> _練習の目的_
下の行を「Where can the sandy」を含む行から始めて最後の行まで、依頼の文も含めて移し、答えの座標の数字にはすべて145を足してください。画像を示す行は答えに入れないでください。

[ラベル付き対象を指し示す項目]
----------
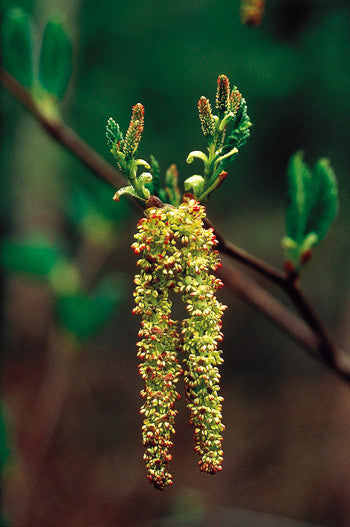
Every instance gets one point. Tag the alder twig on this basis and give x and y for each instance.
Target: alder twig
(327, 352)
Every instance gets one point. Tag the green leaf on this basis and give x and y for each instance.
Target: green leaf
(300, 196)
(172, 191)
(325, 206)
(55, 65)
(127, 191)
(241, 129)
(85, 315)
(194, 183)
(33, 255)
(313, 199)
(17, 46)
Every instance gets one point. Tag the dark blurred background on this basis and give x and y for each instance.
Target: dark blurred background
(287, 420)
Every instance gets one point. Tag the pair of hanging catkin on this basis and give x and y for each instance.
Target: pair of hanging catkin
(177, 255)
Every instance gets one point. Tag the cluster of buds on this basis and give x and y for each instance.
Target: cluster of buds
(206, 117)
(177, 255)
(223, 94)
(159, 366)
(252, 12)
(200, 334)
(128, 145)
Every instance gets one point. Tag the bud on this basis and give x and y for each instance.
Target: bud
(132, 139)
(138, 114)
(159, 368)
(235, 100)
(223, 94)
(201, 332)
(206, 117)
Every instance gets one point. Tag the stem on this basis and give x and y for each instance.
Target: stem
(64, 135)
(332, 357)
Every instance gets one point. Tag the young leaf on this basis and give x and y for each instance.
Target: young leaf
(325, 206)
(34, 255)
(300, 194)
(17, 46)
(55, 65)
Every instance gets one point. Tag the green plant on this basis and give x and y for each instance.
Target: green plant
(176, 246)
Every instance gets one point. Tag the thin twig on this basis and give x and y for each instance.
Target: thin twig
(333, 358)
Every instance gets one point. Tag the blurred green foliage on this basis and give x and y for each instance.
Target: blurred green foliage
(292, 70)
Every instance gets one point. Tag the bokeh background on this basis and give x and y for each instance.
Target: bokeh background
(287, 437)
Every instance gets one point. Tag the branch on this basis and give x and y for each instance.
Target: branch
(312, 335)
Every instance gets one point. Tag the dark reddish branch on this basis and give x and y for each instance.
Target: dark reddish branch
(64, 135)
(315, 338)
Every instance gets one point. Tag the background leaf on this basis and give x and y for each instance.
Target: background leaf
(85, 315)
(34, 255)
(55, 59)
(17, 46)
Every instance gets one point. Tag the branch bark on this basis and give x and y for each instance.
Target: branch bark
(309, 331)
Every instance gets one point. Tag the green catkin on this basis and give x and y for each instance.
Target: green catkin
(201, 332)
(159, 366)
(177, 255)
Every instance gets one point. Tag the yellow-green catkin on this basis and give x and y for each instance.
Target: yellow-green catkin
(178, 255)
(158, 343)
(201, 332)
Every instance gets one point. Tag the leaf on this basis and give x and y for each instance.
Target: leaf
(33, 255)
(85, 315)
(325, 206)
(127, 191)
(195, 183)
(313, 199)
(300, 197)
(241, 129)
(17, 46)
(55, 65)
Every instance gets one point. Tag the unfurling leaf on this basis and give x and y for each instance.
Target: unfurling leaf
(17, 46)
(55, 59)
(195, 184)
(313, 204)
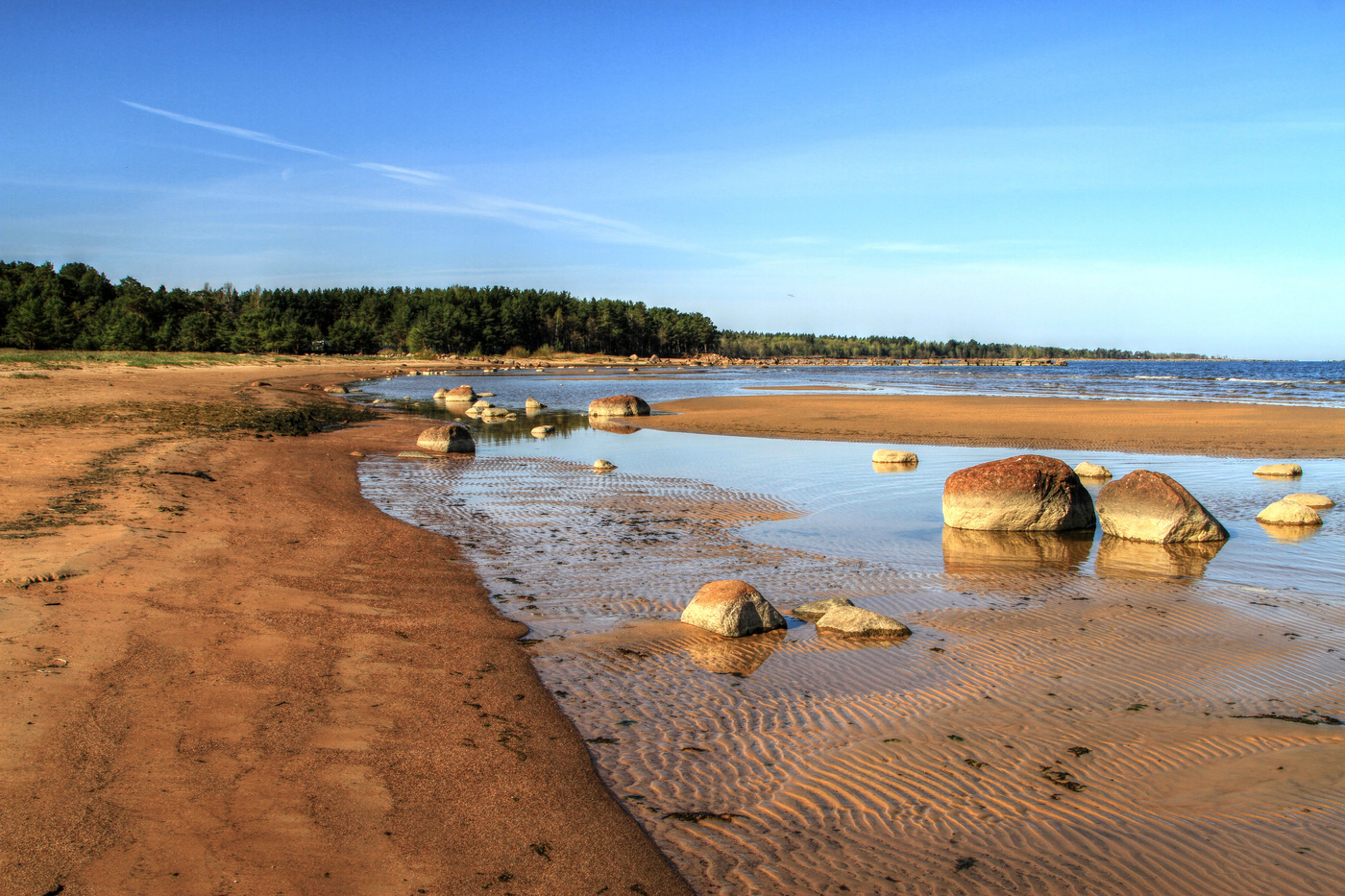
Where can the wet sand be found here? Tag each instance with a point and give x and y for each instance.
(1129, 732)
(256, 682)
(1143, 426)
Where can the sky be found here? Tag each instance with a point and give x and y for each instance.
(1163, 177)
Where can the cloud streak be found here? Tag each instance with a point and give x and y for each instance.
(525, 214)
(256, 136)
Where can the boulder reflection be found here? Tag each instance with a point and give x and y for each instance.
(735, 655)
(978, 552)
(611, 425)
(1125, 559)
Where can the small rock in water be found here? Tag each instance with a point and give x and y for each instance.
(857, 621)
(1288, 513)
(1091, 472)
(818, 608)
(732, 608)
(1152, 506)
(619, 406)
(453, 439)
(1287, 472)
(1310, 499)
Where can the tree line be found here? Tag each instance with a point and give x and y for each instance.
(77, 307)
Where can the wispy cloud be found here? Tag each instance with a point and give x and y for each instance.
(453, 201)
(912, 248)
(409, 175)
(256, 136)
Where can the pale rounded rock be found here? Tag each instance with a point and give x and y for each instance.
(1288, 513)
(1152, 506)
(1028, 493)
(857, 621)
(1310, 499)
(1284, 472)
(453, 439)
(459, 395)
(1091, 472)
(732, 608)
(619, 406)
(818, 608)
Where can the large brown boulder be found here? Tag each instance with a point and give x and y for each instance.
(1028, 493)
(732, 608)
(1150, 506)
(453, 439)
(619, 406)
(460, 395)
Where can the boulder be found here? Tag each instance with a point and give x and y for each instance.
(1150, 506)
(1315, 502)
(1288, 513)
(453, 439)
(818, 608)
(1028, 493)
(857, 621)
(459, 395)
(619, 406)
(894, 456)
(1091, 472)
(732, 608)
(1284, 472)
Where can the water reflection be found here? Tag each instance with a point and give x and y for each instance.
(735, 655)
(972, 550)
(611, 425)
(1290, 533)
(1125, 559)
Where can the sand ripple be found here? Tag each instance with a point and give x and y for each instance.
(1042, 731)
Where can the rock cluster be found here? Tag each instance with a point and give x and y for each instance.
(453, 439)
(619, 406)
(1028, 493)
(1152, 506)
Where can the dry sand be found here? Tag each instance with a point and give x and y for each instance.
(1145, 426)
(259, 684)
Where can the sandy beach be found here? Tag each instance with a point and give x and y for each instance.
(255, 682)
(232, 673)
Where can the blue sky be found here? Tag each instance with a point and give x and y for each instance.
(1142, 175)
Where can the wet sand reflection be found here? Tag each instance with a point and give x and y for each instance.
(1125, 559)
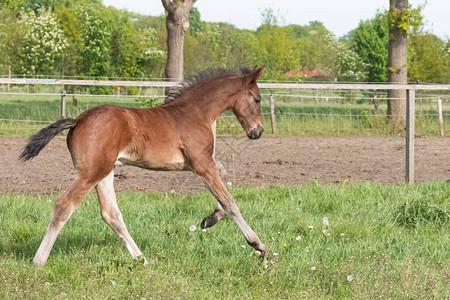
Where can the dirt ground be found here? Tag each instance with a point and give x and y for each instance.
(269, 161)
----------
> _練習の解答_
Where can the sandy beach be found here? Tag each instance with a point and give x and y for each instance.
(400, 827)
(377, 818)
Where can the blue sky be found here? Tag each instance with a point and give x and y for each instance.
(1287, 320)
Where can the wet sand reflection be found here? Tag each instance with a point and give x and y for each instance.
(1270, 704)
Where can the dirt ground be found here? Tag each instance with a point and give x and y for each instance.
(414, 306)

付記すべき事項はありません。